**PROBLEM:** Transcribe every record that appears below, exactly and in full.

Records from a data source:

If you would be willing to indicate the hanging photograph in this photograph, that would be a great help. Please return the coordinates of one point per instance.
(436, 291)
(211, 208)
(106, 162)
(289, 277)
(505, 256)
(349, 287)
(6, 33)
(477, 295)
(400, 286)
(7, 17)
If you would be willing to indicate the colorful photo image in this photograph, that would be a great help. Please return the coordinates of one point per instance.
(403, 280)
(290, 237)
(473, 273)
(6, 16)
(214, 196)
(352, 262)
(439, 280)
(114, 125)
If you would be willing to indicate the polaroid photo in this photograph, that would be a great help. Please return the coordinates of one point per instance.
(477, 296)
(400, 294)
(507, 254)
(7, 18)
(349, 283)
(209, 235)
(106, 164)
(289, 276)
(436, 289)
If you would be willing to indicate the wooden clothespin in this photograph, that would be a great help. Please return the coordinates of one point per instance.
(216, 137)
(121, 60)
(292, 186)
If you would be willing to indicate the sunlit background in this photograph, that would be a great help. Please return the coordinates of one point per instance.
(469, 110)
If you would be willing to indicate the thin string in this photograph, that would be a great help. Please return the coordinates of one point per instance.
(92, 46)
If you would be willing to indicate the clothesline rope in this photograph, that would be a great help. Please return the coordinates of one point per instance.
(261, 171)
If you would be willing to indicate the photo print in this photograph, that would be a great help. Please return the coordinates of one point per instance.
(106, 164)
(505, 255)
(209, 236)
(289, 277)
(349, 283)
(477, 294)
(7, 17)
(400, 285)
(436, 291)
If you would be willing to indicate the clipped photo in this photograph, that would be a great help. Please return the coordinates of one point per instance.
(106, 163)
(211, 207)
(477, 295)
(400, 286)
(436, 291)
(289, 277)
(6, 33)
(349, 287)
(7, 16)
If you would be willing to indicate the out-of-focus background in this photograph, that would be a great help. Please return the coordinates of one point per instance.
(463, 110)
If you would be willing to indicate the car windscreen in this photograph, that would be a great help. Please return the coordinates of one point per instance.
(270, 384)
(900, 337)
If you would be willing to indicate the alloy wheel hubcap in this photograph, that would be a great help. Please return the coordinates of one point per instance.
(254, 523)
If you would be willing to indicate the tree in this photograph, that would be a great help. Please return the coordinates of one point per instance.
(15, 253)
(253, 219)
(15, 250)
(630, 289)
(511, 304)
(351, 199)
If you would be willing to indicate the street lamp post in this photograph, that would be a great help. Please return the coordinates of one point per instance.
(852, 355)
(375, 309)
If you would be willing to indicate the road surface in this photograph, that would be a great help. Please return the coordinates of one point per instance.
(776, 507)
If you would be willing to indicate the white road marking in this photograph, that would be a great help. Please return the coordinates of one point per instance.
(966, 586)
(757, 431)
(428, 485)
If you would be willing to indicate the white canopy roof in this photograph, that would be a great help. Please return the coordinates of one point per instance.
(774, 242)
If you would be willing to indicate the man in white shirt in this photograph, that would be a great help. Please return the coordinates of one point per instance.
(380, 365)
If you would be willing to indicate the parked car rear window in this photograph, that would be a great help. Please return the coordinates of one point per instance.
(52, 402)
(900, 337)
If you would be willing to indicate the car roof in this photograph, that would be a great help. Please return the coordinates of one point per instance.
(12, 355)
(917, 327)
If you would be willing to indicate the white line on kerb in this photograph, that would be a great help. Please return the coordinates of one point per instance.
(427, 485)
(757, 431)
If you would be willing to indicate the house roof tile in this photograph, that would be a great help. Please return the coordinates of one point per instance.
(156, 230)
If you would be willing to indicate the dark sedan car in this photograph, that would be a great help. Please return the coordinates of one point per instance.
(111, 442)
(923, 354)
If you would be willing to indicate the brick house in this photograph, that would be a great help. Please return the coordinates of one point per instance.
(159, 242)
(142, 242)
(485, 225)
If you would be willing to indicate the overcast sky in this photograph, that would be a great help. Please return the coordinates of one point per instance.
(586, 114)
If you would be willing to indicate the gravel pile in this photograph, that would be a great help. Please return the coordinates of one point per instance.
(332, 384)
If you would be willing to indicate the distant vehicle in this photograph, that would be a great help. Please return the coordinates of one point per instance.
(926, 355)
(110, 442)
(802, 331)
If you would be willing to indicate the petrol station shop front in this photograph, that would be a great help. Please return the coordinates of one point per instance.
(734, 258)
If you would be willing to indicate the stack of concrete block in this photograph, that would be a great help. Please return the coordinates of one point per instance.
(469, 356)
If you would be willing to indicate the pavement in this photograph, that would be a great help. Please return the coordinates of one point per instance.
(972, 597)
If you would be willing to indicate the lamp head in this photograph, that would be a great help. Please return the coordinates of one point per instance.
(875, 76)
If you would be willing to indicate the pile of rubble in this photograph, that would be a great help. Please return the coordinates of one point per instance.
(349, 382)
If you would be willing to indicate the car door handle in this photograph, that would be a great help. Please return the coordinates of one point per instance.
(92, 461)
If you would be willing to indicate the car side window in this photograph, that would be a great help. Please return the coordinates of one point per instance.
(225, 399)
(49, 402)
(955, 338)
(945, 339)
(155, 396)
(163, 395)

**WORKED SOLUTION:**
If you would be willing to indicate the hanging photograph in this photograph, that would be a great help. Please return the coordinates of one point per instance.
(436, 291)
(211, 208)
(106, 162)
(289, 277)
(505, 256)
(349, 287)
(6, 33)
(477, 295)
(400, 286)
(7, 17)
If you would be willing to indicate the colorful photo image in this photograph, that would be a great help. Please return the coordinates of one point per instance.
(403, 280)
(290, 237)
(473, 273)
(6, 16)
(214, 196)
(352, 262)
(439, 280)
(114, 125)
If you would be willing to indicate the polaroid photo in this photograph, that would be a great help. Please return the coordinates of one point per instance.
(477, 296)
(400, 294)
(507, 254)
(7, 18)
(349, 283)
(209, 235)
(106, 164)
(289, 276)
(436, 289)
If you would be willing to indicate the wooden clothespin in this photograph, that would be a great help. Please return the coordinates of one point per instance.
(216, 137)
(121, 60)
(292, 186)
If you would be willing to indicate the sunlit background in this photograph, that would be a great help. Please return the coordinates of one point per instance.
(469, 110)
If you would be willing to indicate the thin string in this photograph, that would be a great help. Please return the coordinates of one point per instance.
(92, 46)
If you would be willing to indicate the clothesline rope in this photograph, that would be a great help. Please return the coordinates of one point per instance.
(261, 171)
If you would be willing to indicate the photo print in this photograph, that would be a great help. Please return the coordinates of one point per instance.
(106, 164)
(505, 255)
(209, 236)
(289, 277)
(349, 283)
(477, 294)
(7, 17)
(400, 285)
(436, 291)
If you would be willing to indicate the clipped photo in this photograph, that would be a great help. Please return the coordinates of one point per instance.
(106, 163)
(211, 207)
(477, 295)
(400, 286)
(436, 291)
(289, 277)
(6, 33)
(349, 287)
(7, 16)
If you would be willing to indicate the out-of-focus background in this photograph, that would be a great help. Please return the coordinates of one point per instance.
(463, 110)
If you would be willing to indicate the car windscreen in this photograph, that would be a great help. Please return the coordinates of one point per instance.
(270, 384)
(900, 337)
If you would be willing to indicate the alloy wheel hubcap in this photograph, that would be a great help. Please return the coordinates of one point per instance.
(254, 523)
If you would be willing to indicate the tree in this photograph, that would be a great help. Please return the coordinates of one point per instance.
(15, 253)
(253, 219)
(15, 250)
(630, 289)
(511, 304)
(351, 199)
If you would be willing to indicate the street lamp post in this photograph, that would be a great help. Please return the coordinates of one point per instance.
(852, 355)
(375, 309)
If you would be willing to indicate the road surface in this photograph, that would be a great help. Please return the coordinates of one point per instance.
(776, 507)
If you would be willing to indicate the white road marking in this photograph, that would be a great help. Please return the coordinates of one point per instance.
(966, 586)
(757, 431)
(428, 485)
If you would be willing to indicate the white canopy roof in this photograph, that would be a great help. Please return the coordinates of one point per instance.
(774, 242)
If you would be willing to indicate the man in white shirt in this photograph, that would be a great help. Please return the coordinates of one point per instance.
(380, 365)
If you would be willing to indicate the parked car rear window in this photograph, that would be a great help. Please return the coordinates of one point per instance.
(52, 402)
(900, 337)
If you would be willing to indicate the car roof in this photograph, that would be a great help. Please return the coordinates of one point per instance.
(12, 355)
(917, 327)
If you would be willing to indicate the white line on kerb in this photograph, that would be a great help. Please return the coordinates of one point per instance.
(427, 485)
(757, 431)
If you would be willing to indicate the house roof tile in this photograph, that would be a great help. Please return the coordinates of one point per instance.
(156, 230)
If you would be willing to indicate the dark sedan car in this photograph, that would be a great help. Please return the coordinates of one point per instance.
(111, 442)
(923, 354)
If you would be willing to indicate the brick house in this photograph, that would be a great help. Please return the coordinates of one point per instance.
(159, 242)
(142, 242)
(485, 225)
If you would be willing to indicate the overcast sky in this photograph, that would be a great help. Please return the coordinates of one point per instance.
(586, 114)
If you would be willing to indicate the gravel pile in this photograph, that would be a great help. Please return the coordinates of one point per instance.
(332, 384)
If you would be willing to indicate the distant vehicle in this photograph, that would be a great help. Please return the coordinates of one point per instance.
(926, 355)
(110, 442)
(802, 331)
If you would be willing to indicate the petrol station shop front in this photograph, that would be a great help. Please return the coordinates of one point per instance.
(734, 258)
If you would be willing to indicate the stack of concrete block in this photograph, that would be a great help. Please return the coordinates of one point per instance.
(469, 356)
If you would be willing to indicate the pavement in this photograph, that would be a great help. Please return the coordinates of one point per instance.
(972, 597)
If you would be willing to indicate the lamp head in this photograph, that would be a great help. Please return the coordinates of one point per instance.
(875, 76)
If you would be willing to indicate the pile of rubble in this photograph, that would be a great help. Please return the coordinates of one point per instance.
(349, 382)
If you would be willing to indicate the car door handle in this photograph, that would be a great help. Please return the coordinates of one point per instance.
(92, 461)
If you would be willing to indicate the car side window in this photograph, that would be a great help. Please return the coordinates of one point per instance.
(225, 399)
(49, 402)
(955, 338)
(945, 339)
(155, 396)
(163, 395)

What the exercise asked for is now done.